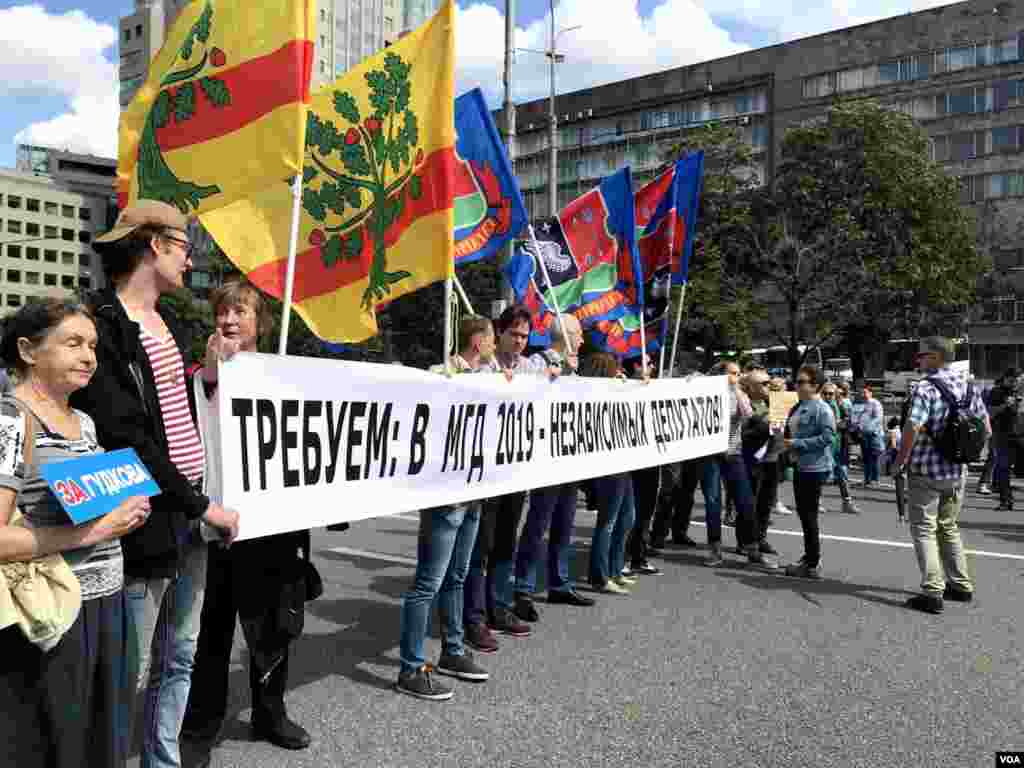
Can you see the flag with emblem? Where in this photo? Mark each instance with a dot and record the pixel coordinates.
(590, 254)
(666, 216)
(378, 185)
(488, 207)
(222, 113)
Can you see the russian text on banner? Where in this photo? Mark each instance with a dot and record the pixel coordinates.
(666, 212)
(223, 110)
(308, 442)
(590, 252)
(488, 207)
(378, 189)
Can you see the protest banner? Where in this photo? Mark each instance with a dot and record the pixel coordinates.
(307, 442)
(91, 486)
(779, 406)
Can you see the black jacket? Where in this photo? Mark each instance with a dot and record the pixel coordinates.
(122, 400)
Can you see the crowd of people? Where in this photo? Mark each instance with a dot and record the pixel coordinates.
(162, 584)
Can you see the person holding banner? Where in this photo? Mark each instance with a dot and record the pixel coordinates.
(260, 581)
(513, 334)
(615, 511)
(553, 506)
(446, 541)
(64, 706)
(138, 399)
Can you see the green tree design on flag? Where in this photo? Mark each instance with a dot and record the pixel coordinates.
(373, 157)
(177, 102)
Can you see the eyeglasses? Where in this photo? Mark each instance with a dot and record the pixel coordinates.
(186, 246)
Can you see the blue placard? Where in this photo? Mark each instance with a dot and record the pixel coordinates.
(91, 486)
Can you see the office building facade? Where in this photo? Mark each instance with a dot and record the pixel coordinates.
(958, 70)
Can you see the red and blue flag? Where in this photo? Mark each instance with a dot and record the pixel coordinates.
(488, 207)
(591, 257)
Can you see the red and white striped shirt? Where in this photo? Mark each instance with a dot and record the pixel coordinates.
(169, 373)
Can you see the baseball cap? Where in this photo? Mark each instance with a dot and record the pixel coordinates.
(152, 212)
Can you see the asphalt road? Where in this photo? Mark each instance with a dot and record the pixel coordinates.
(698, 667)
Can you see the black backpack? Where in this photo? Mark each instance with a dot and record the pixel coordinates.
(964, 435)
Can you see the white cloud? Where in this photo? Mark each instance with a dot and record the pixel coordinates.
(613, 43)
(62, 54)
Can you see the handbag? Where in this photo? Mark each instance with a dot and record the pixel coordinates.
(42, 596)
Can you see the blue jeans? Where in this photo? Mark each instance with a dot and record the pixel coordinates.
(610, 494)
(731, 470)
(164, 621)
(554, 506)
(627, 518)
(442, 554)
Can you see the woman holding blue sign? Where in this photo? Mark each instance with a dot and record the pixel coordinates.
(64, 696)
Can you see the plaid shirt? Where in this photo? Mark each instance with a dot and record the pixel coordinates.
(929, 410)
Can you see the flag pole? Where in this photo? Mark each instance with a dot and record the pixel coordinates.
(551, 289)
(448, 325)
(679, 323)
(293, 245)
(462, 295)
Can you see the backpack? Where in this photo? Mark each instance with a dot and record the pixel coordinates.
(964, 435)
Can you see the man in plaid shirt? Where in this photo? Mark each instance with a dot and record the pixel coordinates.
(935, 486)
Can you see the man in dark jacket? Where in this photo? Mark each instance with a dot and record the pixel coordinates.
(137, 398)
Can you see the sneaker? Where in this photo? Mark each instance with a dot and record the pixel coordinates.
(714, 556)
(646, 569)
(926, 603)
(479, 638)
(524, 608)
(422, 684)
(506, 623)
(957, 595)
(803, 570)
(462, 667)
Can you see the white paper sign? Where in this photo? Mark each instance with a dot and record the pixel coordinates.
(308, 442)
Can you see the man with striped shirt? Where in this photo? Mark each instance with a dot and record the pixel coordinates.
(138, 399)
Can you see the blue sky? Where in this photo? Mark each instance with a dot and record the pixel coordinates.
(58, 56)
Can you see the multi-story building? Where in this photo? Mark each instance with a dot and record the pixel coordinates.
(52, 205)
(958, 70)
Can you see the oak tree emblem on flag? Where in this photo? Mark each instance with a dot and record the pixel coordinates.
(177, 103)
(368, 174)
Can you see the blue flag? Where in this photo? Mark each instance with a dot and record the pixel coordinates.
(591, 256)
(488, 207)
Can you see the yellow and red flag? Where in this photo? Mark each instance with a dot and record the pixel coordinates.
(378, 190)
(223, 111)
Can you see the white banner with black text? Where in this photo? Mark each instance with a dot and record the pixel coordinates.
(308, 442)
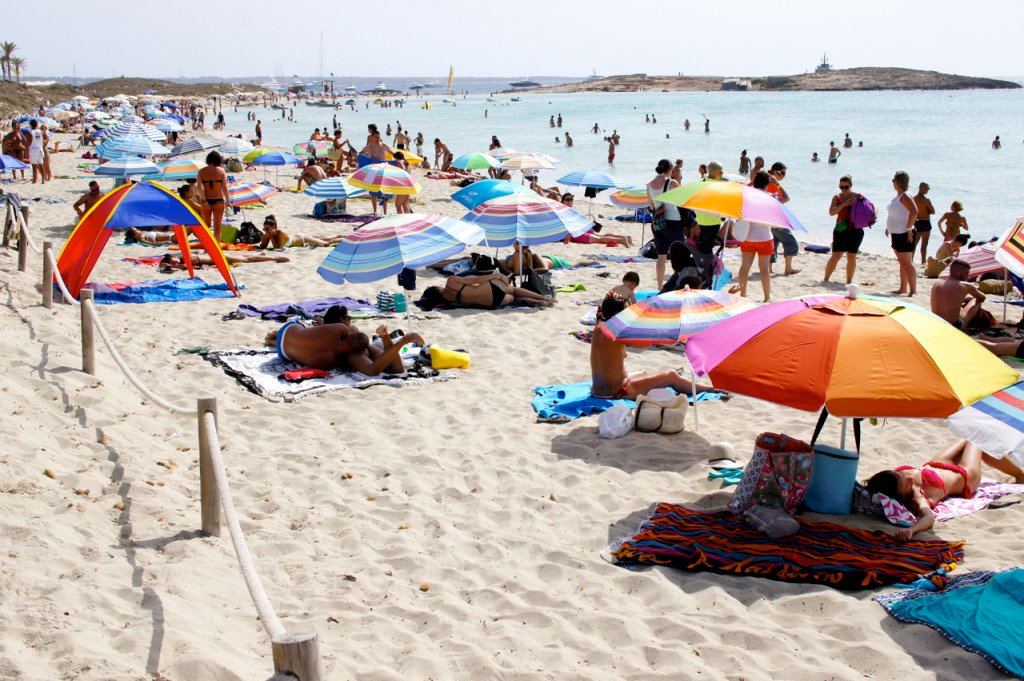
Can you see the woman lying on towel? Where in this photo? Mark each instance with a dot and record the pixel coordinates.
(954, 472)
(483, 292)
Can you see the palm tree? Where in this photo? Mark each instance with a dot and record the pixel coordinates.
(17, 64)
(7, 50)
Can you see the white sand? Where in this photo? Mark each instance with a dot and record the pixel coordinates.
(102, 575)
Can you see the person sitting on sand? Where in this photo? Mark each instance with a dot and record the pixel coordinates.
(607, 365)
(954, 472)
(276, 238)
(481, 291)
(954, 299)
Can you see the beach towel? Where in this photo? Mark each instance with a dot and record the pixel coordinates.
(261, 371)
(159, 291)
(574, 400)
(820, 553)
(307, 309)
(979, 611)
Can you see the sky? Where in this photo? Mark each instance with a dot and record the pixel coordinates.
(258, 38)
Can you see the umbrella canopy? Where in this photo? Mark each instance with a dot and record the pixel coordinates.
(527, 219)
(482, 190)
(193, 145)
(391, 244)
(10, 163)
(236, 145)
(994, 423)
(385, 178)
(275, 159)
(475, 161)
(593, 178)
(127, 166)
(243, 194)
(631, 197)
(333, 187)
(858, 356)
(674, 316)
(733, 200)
#####
- TO DO -
An exact copy of the whole listing is required, minus the pictures.

- WORKED SOLUTION -
Can you see the flag with emblem? Where in this photo? Mark each instance with a dot and record the pixel coordinates.
(590, 254)
(666, 216)
(378, 185)
(488, 207)
(222, 113)
Can you see the russian text on banner? Where in this photo? Mark each instance with a dot and record the pixel coordinates.
(666, 212)
(223, 110)
(308, 442)
(590, 252)
(488, 207)
(378, 189)
Can you see the protest banner? Where in this photo? Mark each instance with a dot and record the pixel coordinates.
(307, 442)
(91, 486)
(779, 406)
Can you see the black jacket? Where in this photo? Mark each instance with a dot and record the pixel coordinates.
(122, 400)
Can you see the crowd of people? Where in this photo? Mark each instance with a dot and record the pixel coordinates.
(162, 584)
Can you see the person holding banner? Where in this photo? Mark each instance with a dot and record the pixel coordinates.
(260, 581)
(513, 334)
(615, 511)
(553, 506)
(446, 541)
(64, 706)
(138, 399)
Can you see the green tree design on flag? Where in this photo? Mark each instance with a dot and record the pixel coordinates.
(373, 157)
(177, 102)
Can you see the eyeglasses? Where in this photo? Mark each instance with a dot and record the pixel coordinates.
(186, 246)
Can you see the blue placard? Where in this photo? Mark each instance with a dot and record the pixel coordinates.
(91, 486)
Can you see the office building facade? Where in this photo? Mark each instance with a dot and record the pixel coordinates.
(958, 70)
Can you see the red and blue flag? Where in this photo? Mark each instance with a dot and record the pixel coordinates.
(488, 207)
(591, 257)
Can you see the red and white striped shirt? Where in this photo? Mark each instance with a dot and record the pixel coordinates.
(169, 373)
Can you see the baseball cap? Where in this photo? Mark each instance with a dot and record the pixel coordinates.
(152, 212)
Can you see the asphalt road? Where in this photo? Mark each instance with a dot and record the pixel coordinates.
(698, 667)
Can you see the black backpack? Where in this photo? Mark each instance with a dot and record the pixel coordinates.
(964, 435)
Can you see the white cloud? Where in this photo? Mark each instance with a dot and record the pixel coordinates.
(613, 43)
(62, 54)
Can you see the handbag? Where in this photo? Mark each instance with a dot and record the pixel coordinates.
(42, 596)
Can you see the blue jeans? Where in this photo? Mark each instance with a dot and record the pixel coordinates.
(610, 494)
(731, 470)
(164, 621)
(554, 506)
(627, 518)
(442, 554)
Can you see the woman holding blue sign? Where in this photo? Mark each instance with a dot and record the pixel coordinates.
(64, 696)
Can you see the plaid shirt? Where in this photo? Mark each instance with a dot and record the pixel coordinates.
(929, 410)
Can you see the flag pole? Where in this photo? Mark each instance with a dot and record the pixel coordinates.
(551, 289)
(448, 325)
(679, 323)
(293, 245)
(462, 295)
Can you see the backpack? Where in this photo? Mark each instance with a dot and record the pixel coordinates.
(964, 435)
Can you see the man in plaid shirt? Where in this photo? Mark each instance with a dot and record the pixel coordinates.
(935, 486)
Can you see the man in dark jacket? Where in this photo? Mark each instance with a dot and record the pixel coordinates.
(137, 398)
Can you see the sneaker? Where in this photo? Mark each instance with a dot and record the pixel coordinates.
(714, 556)
(646, 569)
(926, 603)
(479, 638)
(524, 608)
(422, 684)
(506, 623)
(957, 595)
(803, 570)
(462, 667)
Can you see the white paper sign? Where in this photo? Mark each instance with a dot and record the pixel coordinates.
(308, 442)
Can you see the man with striped shirt? Where in this photo? Mark each instance with a dot and record the pixel coordinates.
(138, 399)
Can you see the blue sky? Where in this photo? Mark each instance with a dot and record the pixel coordinates.
(58, 56)
Can you see the multi-story building? Where in this photo? Mark each instance with a dot and record the pixel coordinates.
(52, 205)
(958, 70)
Can you see the oak tree emblem on flag? Where in this photo? Mark each instance with a dot and record the pixel coordinates.
(177, 103)
(368, 174)
Can you see the blue flag? Where in this photo? Mark each instance with a dot and record the pixel coordinates.
(591, 256)
(488, 207)
Can you see the yellow and red flag? Where in this photo? Mark each instance with a dot and record the pixel coordinates.
(378, 190)
(223, 111)
Can you see the white banner with black text? Where in this photo? Mark each instance with a dot and record the pixel coordinates.
(308, 442)
Can you see the woman lying on towel? Where in this photo? Mark each instance with a dot and record the pixel coordinates.
(954, 472)
(483, 292)
Can you see the palm tree? Where in this photo? Mark each instance with a dot and record the pixel coordinates.
(17, 64)
(7, 50)
Can you see the white sand? Where in this photo? Mark each instance with a dot and record the pixel coordinates.
(102, 575)
Can you see the person sitting on sand? Where in this photo? Mark each instance with a dot and record the pixel coordinates.
(607, 365)
(954, 472)
(276, 238)
(481, 291)
(954, 299)
Can you see the beach towel? Where in this photo? Mark each instance with a dot and record the pixel coordinates.
(261, 371)
(159, 291)
(574, 400)
(820, 553)
(307, 309)
(979, 611)
Can you see the sky? Where in this photo? Mark each instance with a dot and record the pixel coordinates.
(258, 38)
Can you see the umbrella canopy? Where in this photo? Mark each instance with a dot and record the pixel coordinates.
(527, 219)
(482, 190)
(193, 145)
(391, 244)
(10, 163)
(236, 145)
(994, 423)
(385, 178)
(275, 159)
(475, 161)
(593, 178)
(127, 166)
(243, 194)
(631, 197)
(333, 187)
(858, 356)
(674, 316)
(733, 200)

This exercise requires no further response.